*Using the information:*
a: In the post about the Canon 5D MkII audio hack, what does the hack let users override?
b: Repeat the post about the Canon 5D MkII audio hack from "5D Mark Free" to "Hudson for this.".
c: Write what follows the last line of the post about the Canon 5D MkII audio hack.

*Selected text:*
################

Canon 5D MkII Audio Hacked

5D Mark Free audio meters from Trammell Hudson on Vimeo.

Well, its happened. The audio function has been hacked on the 5D MkII to allow an override on the automatic gain control. This is superb news and my congratulations go to Hudson for this.
There's a thread on the Cinema 5D forum exploring this update to the camera's firmware.


  1. Now this is a headscratcher...why are people expending huge amounts of effort trying to overcome the 5D MkII's massive video shortcomings, when they can spend far less money and just go out and buy a video-cam that does the business?

    Most if not all the hyped DSLR-vid I've seen is only possible because of a huge number of bolt on accessories/lights/models/external audio gear/helicopters/replacing the ambient audio with music etc...and it STILL doesn't look like 'cinema'...and why are we trying to ape cinema anyway?

  2. I agree a little that a descent £3000 video camera will make life easier as it will have full manual controls and also XLR mic inputs, and be in a form factor that is designed for shooting video.
    However, models in this price bracket, and even much more expensive video cameras, cannot come close to producing the visuals that the 5D MkII can produce. This is where the strength of the camera lays and this is exactly the reason why so many people are finding out ways to overcome the camera's other shortcomings.

################

*Given information:*
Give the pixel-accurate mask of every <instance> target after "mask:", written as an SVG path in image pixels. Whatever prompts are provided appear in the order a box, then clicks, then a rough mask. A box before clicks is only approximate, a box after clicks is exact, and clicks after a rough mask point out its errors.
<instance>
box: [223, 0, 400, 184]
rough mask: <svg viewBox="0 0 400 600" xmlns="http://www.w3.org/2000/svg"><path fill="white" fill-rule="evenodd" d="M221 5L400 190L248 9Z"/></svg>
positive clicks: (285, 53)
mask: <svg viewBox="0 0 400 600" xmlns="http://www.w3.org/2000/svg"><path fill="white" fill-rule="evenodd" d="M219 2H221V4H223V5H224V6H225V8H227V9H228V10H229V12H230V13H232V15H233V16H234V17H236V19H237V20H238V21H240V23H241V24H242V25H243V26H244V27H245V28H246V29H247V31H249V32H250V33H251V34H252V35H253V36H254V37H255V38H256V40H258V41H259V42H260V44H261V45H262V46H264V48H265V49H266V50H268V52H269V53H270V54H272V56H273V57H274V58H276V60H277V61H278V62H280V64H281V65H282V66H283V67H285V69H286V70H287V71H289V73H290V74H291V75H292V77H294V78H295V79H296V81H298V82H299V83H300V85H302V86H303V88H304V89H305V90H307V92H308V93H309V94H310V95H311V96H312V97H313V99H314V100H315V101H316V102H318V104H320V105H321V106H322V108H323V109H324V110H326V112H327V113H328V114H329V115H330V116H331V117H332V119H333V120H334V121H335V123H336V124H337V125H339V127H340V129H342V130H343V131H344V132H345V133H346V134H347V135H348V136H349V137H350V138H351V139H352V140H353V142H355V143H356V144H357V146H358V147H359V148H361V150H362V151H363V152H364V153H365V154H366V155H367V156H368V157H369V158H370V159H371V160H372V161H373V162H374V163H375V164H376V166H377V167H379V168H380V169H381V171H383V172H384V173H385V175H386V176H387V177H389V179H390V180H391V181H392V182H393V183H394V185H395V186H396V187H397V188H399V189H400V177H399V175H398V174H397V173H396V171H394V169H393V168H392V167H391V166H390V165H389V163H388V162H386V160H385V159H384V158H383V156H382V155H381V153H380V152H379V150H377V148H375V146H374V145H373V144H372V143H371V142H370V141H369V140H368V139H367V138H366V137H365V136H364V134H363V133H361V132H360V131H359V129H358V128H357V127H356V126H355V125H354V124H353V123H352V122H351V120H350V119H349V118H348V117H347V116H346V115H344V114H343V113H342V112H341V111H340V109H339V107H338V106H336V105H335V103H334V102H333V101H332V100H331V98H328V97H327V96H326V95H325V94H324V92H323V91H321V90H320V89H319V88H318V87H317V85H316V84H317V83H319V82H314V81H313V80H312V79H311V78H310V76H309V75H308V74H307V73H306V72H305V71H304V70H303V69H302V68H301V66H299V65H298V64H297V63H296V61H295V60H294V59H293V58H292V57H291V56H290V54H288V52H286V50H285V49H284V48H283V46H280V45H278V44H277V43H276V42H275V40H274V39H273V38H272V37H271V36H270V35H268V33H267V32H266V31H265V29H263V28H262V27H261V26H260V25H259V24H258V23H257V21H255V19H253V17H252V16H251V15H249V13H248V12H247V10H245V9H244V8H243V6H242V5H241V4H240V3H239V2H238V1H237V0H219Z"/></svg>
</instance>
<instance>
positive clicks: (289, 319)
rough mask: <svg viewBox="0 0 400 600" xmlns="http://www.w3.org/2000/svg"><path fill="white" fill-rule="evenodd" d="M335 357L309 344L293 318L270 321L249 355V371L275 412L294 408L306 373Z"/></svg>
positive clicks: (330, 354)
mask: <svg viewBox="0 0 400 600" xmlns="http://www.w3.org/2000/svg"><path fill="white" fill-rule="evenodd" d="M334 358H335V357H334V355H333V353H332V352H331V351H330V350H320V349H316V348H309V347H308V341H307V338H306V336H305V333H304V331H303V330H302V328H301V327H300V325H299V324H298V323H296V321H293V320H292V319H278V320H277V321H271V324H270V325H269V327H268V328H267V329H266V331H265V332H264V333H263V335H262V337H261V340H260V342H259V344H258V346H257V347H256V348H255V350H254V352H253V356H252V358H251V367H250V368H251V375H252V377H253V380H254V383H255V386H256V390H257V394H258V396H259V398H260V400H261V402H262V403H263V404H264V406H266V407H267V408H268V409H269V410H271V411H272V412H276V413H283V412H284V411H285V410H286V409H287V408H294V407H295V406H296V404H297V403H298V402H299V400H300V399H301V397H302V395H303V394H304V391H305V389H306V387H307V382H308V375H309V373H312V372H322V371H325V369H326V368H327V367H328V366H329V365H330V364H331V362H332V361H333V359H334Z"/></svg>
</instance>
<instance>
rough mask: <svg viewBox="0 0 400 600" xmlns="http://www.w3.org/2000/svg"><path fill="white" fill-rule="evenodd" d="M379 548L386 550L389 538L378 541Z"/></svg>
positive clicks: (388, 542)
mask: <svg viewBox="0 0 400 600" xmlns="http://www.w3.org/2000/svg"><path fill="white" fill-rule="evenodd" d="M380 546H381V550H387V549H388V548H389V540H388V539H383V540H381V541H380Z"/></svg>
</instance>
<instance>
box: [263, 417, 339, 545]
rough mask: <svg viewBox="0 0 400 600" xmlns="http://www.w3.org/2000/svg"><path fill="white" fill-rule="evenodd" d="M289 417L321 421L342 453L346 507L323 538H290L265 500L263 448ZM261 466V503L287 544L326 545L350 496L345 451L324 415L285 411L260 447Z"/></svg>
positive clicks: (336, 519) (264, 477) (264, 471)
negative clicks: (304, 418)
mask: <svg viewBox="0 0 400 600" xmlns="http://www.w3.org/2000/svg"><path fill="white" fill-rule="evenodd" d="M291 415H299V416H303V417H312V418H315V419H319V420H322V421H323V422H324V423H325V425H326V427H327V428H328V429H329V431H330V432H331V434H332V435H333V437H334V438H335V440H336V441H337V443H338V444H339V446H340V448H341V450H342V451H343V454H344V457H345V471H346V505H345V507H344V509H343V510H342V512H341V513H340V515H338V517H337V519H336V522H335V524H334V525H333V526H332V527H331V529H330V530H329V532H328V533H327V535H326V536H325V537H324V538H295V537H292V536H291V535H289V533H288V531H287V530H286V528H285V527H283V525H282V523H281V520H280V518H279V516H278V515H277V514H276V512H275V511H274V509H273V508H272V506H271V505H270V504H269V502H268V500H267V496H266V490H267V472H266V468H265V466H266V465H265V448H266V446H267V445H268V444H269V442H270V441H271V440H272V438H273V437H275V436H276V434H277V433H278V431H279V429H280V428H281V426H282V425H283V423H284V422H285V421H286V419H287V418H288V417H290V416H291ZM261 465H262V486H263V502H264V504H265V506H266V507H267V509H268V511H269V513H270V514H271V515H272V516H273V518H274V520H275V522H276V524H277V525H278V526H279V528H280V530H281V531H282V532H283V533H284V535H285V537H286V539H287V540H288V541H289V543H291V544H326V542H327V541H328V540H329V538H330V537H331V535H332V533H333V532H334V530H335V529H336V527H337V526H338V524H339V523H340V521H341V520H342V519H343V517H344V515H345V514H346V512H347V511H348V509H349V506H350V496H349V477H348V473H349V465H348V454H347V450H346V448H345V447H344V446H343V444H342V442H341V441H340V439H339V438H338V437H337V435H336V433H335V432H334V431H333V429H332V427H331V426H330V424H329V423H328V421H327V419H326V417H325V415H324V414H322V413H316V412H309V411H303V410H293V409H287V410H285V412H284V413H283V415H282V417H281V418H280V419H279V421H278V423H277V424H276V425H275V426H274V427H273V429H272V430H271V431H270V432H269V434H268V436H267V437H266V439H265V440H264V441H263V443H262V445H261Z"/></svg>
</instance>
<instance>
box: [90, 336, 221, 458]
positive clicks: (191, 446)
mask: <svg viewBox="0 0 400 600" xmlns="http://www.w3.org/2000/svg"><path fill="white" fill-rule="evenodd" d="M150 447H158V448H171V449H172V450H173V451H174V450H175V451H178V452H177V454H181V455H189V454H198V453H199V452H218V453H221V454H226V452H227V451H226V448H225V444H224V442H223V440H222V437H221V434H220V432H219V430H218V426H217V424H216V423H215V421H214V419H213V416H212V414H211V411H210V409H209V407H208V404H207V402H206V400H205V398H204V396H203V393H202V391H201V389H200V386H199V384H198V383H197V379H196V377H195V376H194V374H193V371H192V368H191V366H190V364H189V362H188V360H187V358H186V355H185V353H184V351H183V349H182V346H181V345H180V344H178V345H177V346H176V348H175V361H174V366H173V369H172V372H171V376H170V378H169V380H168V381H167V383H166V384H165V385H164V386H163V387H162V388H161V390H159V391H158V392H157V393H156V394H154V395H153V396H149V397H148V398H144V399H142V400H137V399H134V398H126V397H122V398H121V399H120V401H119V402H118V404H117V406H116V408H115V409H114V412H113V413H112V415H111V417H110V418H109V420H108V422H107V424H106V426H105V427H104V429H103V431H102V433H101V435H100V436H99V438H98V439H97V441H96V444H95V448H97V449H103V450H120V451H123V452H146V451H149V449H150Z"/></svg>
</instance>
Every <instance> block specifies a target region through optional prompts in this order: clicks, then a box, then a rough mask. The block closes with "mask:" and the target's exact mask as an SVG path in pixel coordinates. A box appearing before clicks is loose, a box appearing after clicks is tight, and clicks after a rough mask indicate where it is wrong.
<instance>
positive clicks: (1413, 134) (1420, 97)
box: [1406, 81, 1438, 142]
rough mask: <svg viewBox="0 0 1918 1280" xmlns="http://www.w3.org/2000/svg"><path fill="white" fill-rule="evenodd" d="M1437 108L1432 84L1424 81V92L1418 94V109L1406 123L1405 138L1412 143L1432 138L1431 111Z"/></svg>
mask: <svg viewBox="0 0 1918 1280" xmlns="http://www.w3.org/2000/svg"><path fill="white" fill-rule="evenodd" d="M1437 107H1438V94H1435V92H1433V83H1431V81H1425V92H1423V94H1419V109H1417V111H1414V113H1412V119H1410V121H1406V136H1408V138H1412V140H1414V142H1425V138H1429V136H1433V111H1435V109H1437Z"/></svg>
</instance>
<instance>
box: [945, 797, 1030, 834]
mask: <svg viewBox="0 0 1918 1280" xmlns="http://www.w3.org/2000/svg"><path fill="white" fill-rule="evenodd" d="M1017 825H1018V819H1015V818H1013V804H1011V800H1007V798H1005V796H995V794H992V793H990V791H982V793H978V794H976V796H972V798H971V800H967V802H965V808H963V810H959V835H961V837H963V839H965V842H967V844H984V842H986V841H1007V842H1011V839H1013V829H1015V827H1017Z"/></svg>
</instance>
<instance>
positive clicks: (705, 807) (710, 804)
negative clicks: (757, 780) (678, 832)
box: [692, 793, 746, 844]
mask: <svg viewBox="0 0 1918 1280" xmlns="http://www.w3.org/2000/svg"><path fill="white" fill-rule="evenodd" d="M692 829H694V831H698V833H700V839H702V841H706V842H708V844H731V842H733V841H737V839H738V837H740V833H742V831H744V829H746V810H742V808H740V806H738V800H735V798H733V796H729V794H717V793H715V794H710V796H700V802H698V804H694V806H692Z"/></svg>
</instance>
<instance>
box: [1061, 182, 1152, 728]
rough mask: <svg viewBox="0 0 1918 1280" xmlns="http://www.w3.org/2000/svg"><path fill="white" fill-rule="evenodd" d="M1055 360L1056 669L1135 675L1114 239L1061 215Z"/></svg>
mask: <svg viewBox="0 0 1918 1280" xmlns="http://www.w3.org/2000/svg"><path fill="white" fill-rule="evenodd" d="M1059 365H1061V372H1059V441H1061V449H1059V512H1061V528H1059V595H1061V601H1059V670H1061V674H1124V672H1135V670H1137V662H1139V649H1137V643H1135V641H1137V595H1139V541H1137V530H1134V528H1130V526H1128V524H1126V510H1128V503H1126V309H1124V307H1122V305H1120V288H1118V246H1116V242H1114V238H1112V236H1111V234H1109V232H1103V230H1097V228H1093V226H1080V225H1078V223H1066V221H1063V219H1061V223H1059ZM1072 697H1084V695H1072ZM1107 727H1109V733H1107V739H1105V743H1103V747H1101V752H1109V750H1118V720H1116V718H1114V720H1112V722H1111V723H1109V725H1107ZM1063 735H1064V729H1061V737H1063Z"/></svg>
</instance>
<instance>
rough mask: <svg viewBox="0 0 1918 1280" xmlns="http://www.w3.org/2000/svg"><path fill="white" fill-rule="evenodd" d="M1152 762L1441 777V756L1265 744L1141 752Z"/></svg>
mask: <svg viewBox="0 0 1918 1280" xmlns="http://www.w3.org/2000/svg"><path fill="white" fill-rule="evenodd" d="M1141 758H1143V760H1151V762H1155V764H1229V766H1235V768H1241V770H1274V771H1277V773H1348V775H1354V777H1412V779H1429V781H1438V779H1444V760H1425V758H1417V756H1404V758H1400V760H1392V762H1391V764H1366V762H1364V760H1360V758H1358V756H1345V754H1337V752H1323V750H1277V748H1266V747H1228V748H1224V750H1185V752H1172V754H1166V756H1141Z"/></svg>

################

*Answers by item:*
a: The automatic gain control.

b:
5D Mark Free audio meters from Trammell Hudson on Vimeo.

Well, its happened. The audio function has been hacked on the 5D MkII to allow an override on the automatic gain control. This is superb news and my congratulations go to Hudson for this.

c:
  3. Don't get me wrong, it's a lovely machine and a dynamite combo-camera but I suspect Canon is deliberately limiting it to 'persuade' people to eventually move sideways into using their excellent series of camcorders.

    The old saying is that good video is mostly audio...the 5DmkII has poor audio (that drifts according to some complaints)and I think a lot of photographers in particular are being (understandably) sidetracked into considering visuals only, when video is a combination medium.

    In 'visuals' terms, the camera is only strong when its used in combination with specialist or fast aperture lenses which you have to obtain in addition to the camera body, unlike a lot of camcorders, and as long as the 5D MkII shoots 30p and not 25p, it's never really gonna have that elusive 'cinematic' look which seems to be what everyone is going for.

    In the actuality/doco/photojournalism sphere, lots of great (and great looking) reportage films have been shot with out-of-the-box cracking little (and relatively cheap) camcorders like the old-skool Sony PD150's, Panasonic DVX 100's and newer cams like the Sony HVR A1E and Canon HV20.

    The 5DMkII seems to be forcing people to make compromises in pursuit of something they can't really get with the basic camera, when perhaps they should be either exploring what they CAN get with it, or using another camera...but if photographers are just stuck on thinking 'cinematic' and figure that means bolting on a steadycam worth twice as much as the camera and shooting every scene at F1.2, then I guess Citizen Kane isn't cinema...most of that movie is sharp as a tack from front to back ;)

  4. why? three letters: DOF. It's not reporters who want this, it's filmmakers. It's people (like me) who want the sensor size and the glass on front, inconvenience be damned.

    We've been inconvenienced in this prize range for years, bolting crap on, putting on 35mm adapters....the works. Why? Because we want selective focus; we want to be able to control what is in and what is out in our visual field.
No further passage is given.